# [Written task]
Print the listing below exactly.

# [Information shown]
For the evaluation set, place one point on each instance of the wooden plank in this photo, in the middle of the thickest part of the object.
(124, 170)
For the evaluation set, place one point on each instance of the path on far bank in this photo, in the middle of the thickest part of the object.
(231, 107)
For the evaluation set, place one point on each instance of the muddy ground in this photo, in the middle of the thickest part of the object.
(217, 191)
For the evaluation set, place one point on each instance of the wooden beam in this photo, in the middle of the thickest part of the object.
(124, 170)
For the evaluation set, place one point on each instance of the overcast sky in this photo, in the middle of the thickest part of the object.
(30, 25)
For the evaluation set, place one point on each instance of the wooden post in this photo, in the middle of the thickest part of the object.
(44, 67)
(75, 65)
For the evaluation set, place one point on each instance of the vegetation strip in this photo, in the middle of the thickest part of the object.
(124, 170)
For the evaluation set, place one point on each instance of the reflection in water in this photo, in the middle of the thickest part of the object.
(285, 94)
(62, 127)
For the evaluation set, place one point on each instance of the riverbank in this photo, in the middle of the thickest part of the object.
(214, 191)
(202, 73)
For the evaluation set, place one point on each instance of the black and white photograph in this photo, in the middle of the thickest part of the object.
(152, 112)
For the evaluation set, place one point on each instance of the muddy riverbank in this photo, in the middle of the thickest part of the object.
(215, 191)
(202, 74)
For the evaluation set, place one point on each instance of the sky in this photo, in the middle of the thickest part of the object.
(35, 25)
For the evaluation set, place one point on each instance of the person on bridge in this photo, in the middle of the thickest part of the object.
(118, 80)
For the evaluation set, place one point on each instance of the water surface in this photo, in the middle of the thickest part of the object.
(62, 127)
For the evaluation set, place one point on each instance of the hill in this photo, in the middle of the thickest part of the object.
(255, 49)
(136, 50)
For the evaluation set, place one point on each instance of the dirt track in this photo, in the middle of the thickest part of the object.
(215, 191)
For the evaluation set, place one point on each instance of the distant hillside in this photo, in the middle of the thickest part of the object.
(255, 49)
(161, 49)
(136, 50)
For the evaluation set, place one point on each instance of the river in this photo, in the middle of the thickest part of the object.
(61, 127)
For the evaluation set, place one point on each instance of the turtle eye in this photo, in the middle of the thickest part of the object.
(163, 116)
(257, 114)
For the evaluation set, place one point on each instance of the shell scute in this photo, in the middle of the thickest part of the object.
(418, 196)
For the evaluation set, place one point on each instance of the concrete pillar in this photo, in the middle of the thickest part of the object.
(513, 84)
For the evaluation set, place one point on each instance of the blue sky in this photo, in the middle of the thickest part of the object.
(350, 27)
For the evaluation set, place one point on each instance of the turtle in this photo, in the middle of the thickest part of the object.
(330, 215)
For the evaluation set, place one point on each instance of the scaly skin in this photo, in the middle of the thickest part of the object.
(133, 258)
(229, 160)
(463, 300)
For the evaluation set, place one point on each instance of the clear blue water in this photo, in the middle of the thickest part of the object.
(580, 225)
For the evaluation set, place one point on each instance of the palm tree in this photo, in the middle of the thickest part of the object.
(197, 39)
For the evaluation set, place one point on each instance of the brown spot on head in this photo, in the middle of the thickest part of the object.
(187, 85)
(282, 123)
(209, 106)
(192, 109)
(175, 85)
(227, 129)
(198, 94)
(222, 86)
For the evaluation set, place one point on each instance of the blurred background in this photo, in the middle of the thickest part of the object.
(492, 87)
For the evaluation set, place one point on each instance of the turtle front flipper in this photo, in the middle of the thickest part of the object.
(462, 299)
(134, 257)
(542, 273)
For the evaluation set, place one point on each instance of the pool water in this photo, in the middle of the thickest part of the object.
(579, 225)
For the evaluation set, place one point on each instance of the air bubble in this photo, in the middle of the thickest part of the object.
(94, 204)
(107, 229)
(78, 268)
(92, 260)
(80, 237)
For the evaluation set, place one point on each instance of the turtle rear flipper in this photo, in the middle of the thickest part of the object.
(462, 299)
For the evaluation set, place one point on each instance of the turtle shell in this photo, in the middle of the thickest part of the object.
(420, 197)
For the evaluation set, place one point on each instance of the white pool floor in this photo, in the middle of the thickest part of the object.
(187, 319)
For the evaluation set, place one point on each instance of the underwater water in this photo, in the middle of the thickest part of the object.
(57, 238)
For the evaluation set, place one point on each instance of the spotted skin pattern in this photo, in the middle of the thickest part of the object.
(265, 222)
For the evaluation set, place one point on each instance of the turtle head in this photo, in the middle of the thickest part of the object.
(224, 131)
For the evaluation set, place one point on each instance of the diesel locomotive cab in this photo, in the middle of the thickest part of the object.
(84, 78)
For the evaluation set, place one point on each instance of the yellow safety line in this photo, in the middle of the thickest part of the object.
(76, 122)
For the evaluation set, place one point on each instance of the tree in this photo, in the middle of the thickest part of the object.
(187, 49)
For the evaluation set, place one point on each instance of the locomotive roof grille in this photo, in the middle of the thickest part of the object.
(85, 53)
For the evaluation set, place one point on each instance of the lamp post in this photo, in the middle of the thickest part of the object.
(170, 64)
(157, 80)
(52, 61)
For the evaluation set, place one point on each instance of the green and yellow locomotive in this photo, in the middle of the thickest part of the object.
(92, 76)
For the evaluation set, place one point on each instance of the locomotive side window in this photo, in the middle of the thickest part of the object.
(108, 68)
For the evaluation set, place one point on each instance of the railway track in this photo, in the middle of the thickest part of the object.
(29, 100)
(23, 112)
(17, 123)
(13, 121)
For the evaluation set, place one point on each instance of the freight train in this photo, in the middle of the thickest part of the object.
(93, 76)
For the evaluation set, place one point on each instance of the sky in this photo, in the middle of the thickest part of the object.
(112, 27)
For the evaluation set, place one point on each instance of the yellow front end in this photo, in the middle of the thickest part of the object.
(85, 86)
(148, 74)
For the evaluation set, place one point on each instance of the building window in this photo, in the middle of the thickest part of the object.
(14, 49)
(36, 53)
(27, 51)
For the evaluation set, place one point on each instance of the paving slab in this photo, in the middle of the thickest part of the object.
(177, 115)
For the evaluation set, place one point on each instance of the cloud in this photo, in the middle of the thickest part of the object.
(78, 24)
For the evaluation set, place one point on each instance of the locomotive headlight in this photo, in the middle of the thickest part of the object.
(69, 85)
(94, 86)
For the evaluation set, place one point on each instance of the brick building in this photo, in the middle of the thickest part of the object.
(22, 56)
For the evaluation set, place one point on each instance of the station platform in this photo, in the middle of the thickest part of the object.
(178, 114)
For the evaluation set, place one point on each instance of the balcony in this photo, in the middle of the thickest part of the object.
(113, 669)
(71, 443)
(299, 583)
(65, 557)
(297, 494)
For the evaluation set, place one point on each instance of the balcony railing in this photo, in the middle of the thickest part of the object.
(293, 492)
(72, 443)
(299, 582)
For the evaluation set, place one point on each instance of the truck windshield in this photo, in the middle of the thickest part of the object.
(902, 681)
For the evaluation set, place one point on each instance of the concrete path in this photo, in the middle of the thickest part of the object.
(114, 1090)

# [Exercise answer]
For the evaluation set, place one point on each instance of the wooden plank in this photo, in the middle of the thickest part of the object.
(124, 170)
For the evaluation set, place one point on each instance of the path on far bank in this photo, in the middle of the thickest part of the object.
(231, 107)
For the evaluation set, place one point on each instance of the muddy ground in this photo, in the middle of the thickest part of the object.
(217, 191)
For the evaluation set, place one point on each instance of the wooden beam in this photo, in the middle of the thickest part of the object.
(124, 170)
For the evaluation set, place one point on each instance of the overcast sky in this photo, in the middle of the thickest part of the object.
(30, 25)
For the evaluation set, place one point on each instance of the wooden post in this photo, in the middle of the thickest part of the object.
(44, 67)
(75, 65)
For the evaluation set, place one point on each instance of the vegetation strip in this photo, in the middle of the thickest part of the object.
(124, 170)
For the evaluation set, place one point on each instance of the reflection in water in this photo, in the middle of the thickest part of the object.
(285, 94)
(62, 127)
For the evaluation set, place one point on each instance of the riverbank in this photo, in the middle of the thickest part of the object.
(214, 191)
(202, 73)
For the evaluation set, place one point on each instance of the black and white photograph in this photo, in the middle of the thickest part of the object.
(152, 112)
For the evaluation set, place one point on each instance of the muddy riverbank in this photo, in the middle of the thickest part of the object.
(215, 191)
(202, 74)
For the evaluation set, place one point on each instance of the sky in this photo, in the middle of the thickest part of the object.
(35, 25)
For the evaluation set, place one point on each instance of the person on bridge in this photo, in the middle of the thickest part of the object.
(118, 80)
For the evaluation set, place one point on each instance of the water surface in this photo, in the middle of the thickest part of the object.
(62, 127)
For the evaluation set, place one point on each instance of the hill in this photo, in the middle of the thickest part of the object.
(255, 49)
(136, 50)
For the evaluation set, place one point on each instance of the dirt track in this photo, in the middle of the thickest part of the object.
(215, 191)
For the evaluation set, place one point on each instance of the distant hillside in this photo, in the middle of the thickest part of the object.
(255, 49)
(161, 49)
(136, 50)
For the evaluation set, place one point on each instance of the river in this photo, in the middle of the thickest part of the object.
(61, 127)
For the evaluation set, place one point on each instance of the turtle eye in this photo, in the middle of the thickest part of the object.
(163, 116)
(257, 114)
For the evaluation set, place one point on each instance of the shell scute in this photo, in the middle of the thickest part of the object.
(418, 196)
For the evaluation set, place one point on each instance of the concrete pillar in this photo, in the middle of the thickest part of the object.
(513, 84)
For the evaluation set, place one point on each instance of the blue sky in this photo, in the middle of the thickest part of the object.
(350, 27)
For the evaluation set, place one point on each instance of the turtle in this photo, in the middle of the thickest part of the object.
(330, 215)
For the evaluation set, place one point on each instance of the scaly skin in this photo, in the middle of the thickest part of the object.
(133, 258)
(229, 160)
(463, 300)
For the evaluation set, place one point on each instance of the clear blue water in this photo, in the middle of the thickest part of the object.
(580, 225)
For the evaluation set, place one point on each instance of the palm tree in this photo, in the middle of the thickest part of the object.
(197, 39)
For the evaluation set, place one point on each instance of the brown spot on head in this photo, in the middle of the thickest part of the object.
(187, 85)
(282, 123)
(209, 106)
(192, 109)
(175, 85)
(227, 129)
(198, 94)
(222, 86)
For the evaluation set, place one point on each instance of the blurred background in this photo, in the middle of the thickest part of the object.
(492, 87)
For the evaluation set, place one point on each instance of the turtle front flipper in this photo, in the middle of the thickest part of the object.
(462, 299)
(134, 257)
(542, 273)
For the evaluation set, place one point on each instance of the pool water in this photo, in the middle of the thickest part of the object.
(579, 225)
For the evaluation set, place one point on each instance of the air bubble in this photo, in the middle of the thickest part of the object.
(94, 204)
(107, 229)
(78, 268)
(92, 260)
(80, 237)
For the evaluation set, place one point on each instance of the turtle rear flipper in this photo, in the middle of the thickest part of the object.
(462, 299)
For the evaluation set, place one point on each instance of the turtle shell in this photo, in the middle of the thickest part of the object.
(420, 197)
For the evaluation set, place one point on each instance of the white pool floor in this photo, in the middle of the thickest part of the object.
(187, 319)
For the evaluation set, place one point on each instance of the underwater water in this photo, in the middle of the thickest part of the object.
(57, 238)
For the evaluation set, place one point on each instance of the spotted skin pattern in this photo, in the middle of the thickest part of the object.
(265, 222)
For the evaluation set, place one point on each instance of the turtle head in this photo, in the middle of the thickest part of the object.
(224, 131)
For the evaluation set, place one point on each instance of the diesel locomotive cab in this photo, in the middle of the thickest part of the object.
(84, 78)
For the evaluation set, place one point on each instance of the yellow safety line in this photo, in the middle of the thickest part of the object.
(76, 122)
For the evaluation set, place one point on each instance of the tree in this photo, in the middle of the thickest part of the object.
(187, 49)
For the evaluation set, place one point on each instance of the locomotive roof grille in this photo, in the middle of the thickest part of the object.
(85, 53)
For the evaluation set, place one point on each instance of the lamp post in this photo, in the middle of the thickest part of the object.
(170, 64)
(157, 80)
(52, 61)
For the evaluation set, place one point on each instance of the green and yellow locomotive in this photo, in the middle of the thickest part of the object.
(92, 76)
For the evaluation set, place one point on each instance of the locomotive side window in this photo, in the middle of the thickest part of the object.
(108, 68)
For the evaluation set, place one point on each instance of the railway track in this photo, in the middle of the thickest part of the object.
(29, 100)
(23, 112)
(17, 123)
(13, 121)
For the evaluation set, place one point on each instance of the freight train in this photo, in the middle of the thickest part of the object.
(93, 76)
For the evaluation set, place one point on each instance of the sky in this photo, in the middle of the thickest part of the object.
(112, 27)
For the evaluation set, place one point on each instance of the yellow front end in this photo, in the middle of the thickest part of the object.
(85, 86)
(148, 74)
For the evaluation set, place one point on each instance of the building window in this photo, in the middle of the thickest part of the object.
(14, 49)
(36, 53)
(27, 51)
For the evaluation set, place one point on each instance of the paving slab in this photo, in the middle of the thickest part of the object.
(177, 115)
For the evaluation set, place one point on each instance of the cloud in this photo, in the middle of the thickest part of the object.
(78, 24)
For the evaluation set, place one point on each instance of the locomotive headlight in this photo, in the middle of the thickest part of the object.
(69, 85)
(94, 86)
For the evaluation set, place one point on each instance of the brick building in this photo, in the middle of the thickest part of the object.
(22, 56)
For the evaluation set, place one point on each instance of the station platform in this photo, in the middle of the thickest part of the object.
(178, 114)
For the evaluation set, place one point on each instance of the balcony in this photo, in the middle of the thickest part of the object.
(113, 669)
(71, 443)
(299, 583)
(65, 557)
(297, 494)
For the evaluation set, place one point on each instance of the balcony railing in this photo, in the middle of the thickest part of the object.
(293, 492)
(72, 443)
(299, 582)
For the evaluation set, place one point on each instance of the truck windshield in this photo, in the middle of the thickest part of the object.
(902, 681)
For the evaluation set, place one point on each instance of the concrete path in this photo, in the middle of the thickest part of the object.
(114, 1090)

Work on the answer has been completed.